Material for the task:
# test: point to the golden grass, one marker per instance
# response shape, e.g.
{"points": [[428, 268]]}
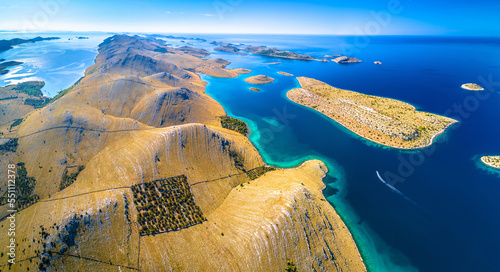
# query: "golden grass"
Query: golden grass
{"points": [[382, 120]]}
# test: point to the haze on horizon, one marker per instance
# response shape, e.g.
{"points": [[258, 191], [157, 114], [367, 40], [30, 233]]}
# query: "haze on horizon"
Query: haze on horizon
{"points": [[362, 17]]}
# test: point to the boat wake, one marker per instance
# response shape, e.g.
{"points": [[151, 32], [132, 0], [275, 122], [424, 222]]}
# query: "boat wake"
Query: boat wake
{"points": [[396, 190]]}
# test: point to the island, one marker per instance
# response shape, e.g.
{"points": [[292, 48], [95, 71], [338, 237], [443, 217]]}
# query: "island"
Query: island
{"points": [[285, 73], [229, 48], [16, 101], [274, 52], [381, 120], [472, 87], [144, 171], [492, 161], [260, 79], [8, 44], [7, 64], [346, 60]]}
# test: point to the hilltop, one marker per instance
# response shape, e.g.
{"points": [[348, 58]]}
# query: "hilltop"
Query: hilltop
{"points": [[131, 169]]}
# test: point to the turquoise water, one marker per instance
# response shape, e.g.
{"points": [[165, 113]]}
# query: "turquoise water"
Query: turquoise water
{"points": [[453, 224]]}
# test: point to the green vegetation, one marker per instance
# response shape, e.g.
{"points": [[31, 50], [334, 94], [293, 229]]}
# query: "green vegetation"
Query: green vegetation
{"points": [[24, 189], [10, 146], [33, 88], [68, 179], [165, 205], [234, 124], [16, 123], [290, 266], [259, 171], [238, 161]]}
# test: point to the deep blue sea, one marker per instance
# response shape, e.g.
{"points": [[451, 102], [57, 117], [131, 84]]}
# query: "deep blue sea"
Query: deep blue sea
{"points": [[449, 217]]}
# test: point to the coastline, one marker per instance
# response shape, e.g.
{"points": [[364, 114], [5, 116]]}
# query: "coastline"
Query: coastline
{"points": [[359, 117], [491, 161]]}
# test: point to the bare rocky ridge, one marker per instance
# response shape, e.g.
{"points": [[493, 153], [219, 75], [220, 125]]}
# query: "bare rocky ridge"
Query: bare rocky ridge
{"points": [[140, 114]]}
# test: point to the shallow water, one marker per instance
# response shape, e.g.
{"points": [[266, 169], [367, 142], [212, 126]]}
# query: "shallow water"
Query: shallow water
{"points": [[454, 223], [60, 63]]}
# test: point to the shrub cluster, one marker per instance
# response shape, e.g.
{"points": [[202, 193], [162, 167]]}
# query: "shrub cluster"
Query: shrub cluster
{"points": [[10, 146], [24, 189], [165, 205], [68, 179], [259, 171], [234, 124]]}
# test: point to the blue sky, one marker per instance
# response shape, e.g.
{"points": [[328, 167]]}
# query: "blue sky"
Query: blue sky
{"points": [[388, 17]]}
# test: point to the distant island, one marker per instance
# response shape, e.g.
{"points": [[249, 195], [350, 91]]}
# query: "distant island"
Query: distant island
{"points": [[382, 120], [17, 100], [7, 64], [260, 79], [285, 73], [472, 87], [493, 161], [274, 52], [345, 60], [145, 163], [8, 44], [229, 48]]}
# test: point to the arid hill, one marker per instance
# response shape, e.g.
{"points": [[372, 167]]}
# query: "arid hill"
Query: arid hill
{"points": [[131, 170]]}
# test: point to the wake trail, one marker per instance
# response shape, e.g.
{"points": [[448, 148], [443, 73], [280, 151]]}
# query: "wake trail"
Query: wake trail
{"points": [[398, 191]]}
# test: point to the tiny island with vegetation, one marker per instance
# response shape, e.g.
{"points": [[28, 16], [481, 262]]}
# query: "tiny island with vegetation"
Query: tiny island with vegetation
{"points": [[382, 120], [492, 161], [234, 124], [472, 87], [260, 79]]}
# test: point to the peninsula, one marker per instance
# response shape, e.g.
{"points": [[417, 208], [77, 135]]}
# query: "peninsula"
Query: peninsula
{"points": [[382, 120], [493, 161], [260, 79], [472, 87], [141, 170]]}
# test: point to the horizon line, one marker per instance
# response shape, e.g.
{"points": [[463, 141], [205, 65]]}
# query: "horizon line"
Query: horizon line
{"points": [[237, 33]]}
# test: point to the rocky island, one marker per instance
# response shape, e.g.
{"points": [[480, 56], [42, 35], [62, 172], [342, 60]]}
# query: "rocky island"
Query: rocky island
{"points": [[382, 120], [7, 64], [346, 60], [472, 87], [141, 170], [492, 161], [285, 73], [274, 52], [229, 48], [260, 79], [8, 44]]}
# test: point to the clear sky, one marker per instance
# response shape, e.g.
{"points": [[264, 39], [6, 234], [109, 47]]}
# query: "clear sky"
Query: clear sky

What to work on:
Copy all of the entries above word for word, leaving the pictures out of your copy.

Answer to this problem:
# test: point to the golden grass, one marker per instance
# response shape, e.g.
{"points": [[428, 268]]}
# query: "golden grass"
Query: golden grass
{"points": [[382, 120]]}
# test: point to the haze on horizon, one marker per instance
# response shape, e.g.
{"points": [[258, 191], [157, 114], [367, 40], [30, 233]]}
# query: "haze on horizon"
Query: haze on horizon
{"points": [[362, 17]]}
# test: point to the boat wake, one marker per instance
# response shape, e.g.
{"points": [[151, 32], [132, 0], [275, 122], [424, 222]]}
# query: "boat wake"
Query: boat wake
{"points": [[396, 190]]}
# test: point to the island, one marker per instance
# response shape, e.g.
{"points": [[292, 48], [95, 71], [338, 237], [443, 217]]}
# query: "island"
Query: island
{"points": [[285, 73], [229, 48], [16, 101], [274, 52], [381, 120], [472, 87], [144, 171], [492, 161], [260, 79], [8, 44], [7, 64], [346, 60]]}
# test: point to the hilltop, one marker per instance
# response shape, e.g.
{"points": [[348, 58]]}
# query: "hilltop"
Query: hilltop
{"points": [[131, 169]]}
# test: point to the turquoise water, one marker per instance
# response shape, e.g.
{"points": [[165, 113]]}
# query: "turquoise water"
Query: turquoise water
{"points": [[453, 224]]}
# test: point to the green vegetation, one marker per instance
# response shape, e.g.
{"points": [[31, 50], [334, 94], [293, 229]]}
# query: "green vegetation"
Query: green vegetation
{"points": [[24, 189], [10, 146], [33, 88], [68, 179], [165, 205], [234, 124], [16, 123], [290, 266], [259, 171], [238, 161]]}
# test: point to the deep blue sea, one marker per instance
# response shape, e.g.
{"points": [[451, 102], [57, 117], [131, 84]]}
# query: "deep blue sea"
Query: deep blue sea
{"points": [[449, 217]]}
# test: point to the coastline, one marker per instance
# response shape, e.g.
{"points": [[364, 114], [5, 116]]}
# query: "coastline"
Query: coastline
{"points": [[359, 117], [491, 161]]}
# test: point to the bare rocky ridge, one marker per instance
# response shape, e.g.
{"points": [[493, 153], [219, 75], [220, 125]]}
# query: "bare rocky ridge"
Query: bare rocky ridge
{"points": [[140, 114]]}
# test: point to the shallow water, one marker per instance
# response shape, e.g.
{"points": [[266, 169], [367, 142], [212, 126]]}
# query: "shallow water"
Query: shallow water
{"points": [[454, 223], [60, 63]]}
# test: point to the shrub cluster, one marker per instance
# response shape, e.g.
{"points": [[202, 193], [162, 167]]}
# query: "shrub cluster"
Query: shrub cluster
{"points": [[10, 146], [24, 189], [165, 205], [68, 179], [259, 171], [234, 124]]}
# test: point to the blue sky, one marker per instance
# response shape, e.g.
{"points": [[328, 167]]}
# query: "blue sky"
Query: blue sky
{"points": [[388, 17]]}
# test: point to the distant island, one marker per instance
# response shape, e.g.
{"points": [[249, 195], [350, 91]]}
# query: "distant island"
Query: distant island
{"points": [[382, 120], [17, 100], [7, 64], [260, 79], [285, 73], [472, 87], [493, 161], [274, 52], [345, 60], [145, 163], [8, 44], [229, 48]]}
# test: point to the arid hill, one marker per instance
# response shape, e.g.
{"points": [[372, 167]]}
# query: "arid hill"
Query: arid hill
{"points": [[131, 170]]}
# test: point to the wake trail, one marker per instance
# response shape, e.g.
{"points": [[448, 148], [443, 73], [280, 151]]}
# query: "wake trail"
Query: wake trail
{"points": [[398, 191]]}
# test: point to the tiny island with vegetation, one marker per instance
# response shape, e.g.
{"points": [[28, 16], [481, 262]]}
# query: "tiny island with vegetation"
Query: tiny island with vegetation
{"points": [[382, 120], [492, 161], [234, 124], [472, 87], [260, 79]]}
# test: point to the peninsula, one marker per instance
# response shape, e.g.
{"points": [[417, 208], [77, 135]]}
# query: "peninsula"
Query: peninsula
{"points": [[382, 120], [493, 161], [260, 79], [472, 87], [141, 170]]}
# test: point to the horizon line, one marker per instance
# response shape, e.g.
{"points": [[463, 141], [205, 65]]}
# query: "horizon line"
Query: horizon line
{"points": [[237, 33]]}
# test: point to the rocky island, one marker per instance
# response shape, e.g.
{"points": [[480, 56], [42, 35], [62, 172], [342, 60]]}
# query: "rocky island"
Query: rocky island
{"points": [[382, 120], [7, 64], [346, 60], [472, 87], [141, 170], [492, 161], [285, 73], [274, 52], [229, 48], [260, 79], [8, 44]]}
# test: point to the clear sky, one marker per instance
# response shape, e.g.
{"points": [[264, 39], [6, 234], [109, 47]]}
# query: "clear sky"
Query: clear sky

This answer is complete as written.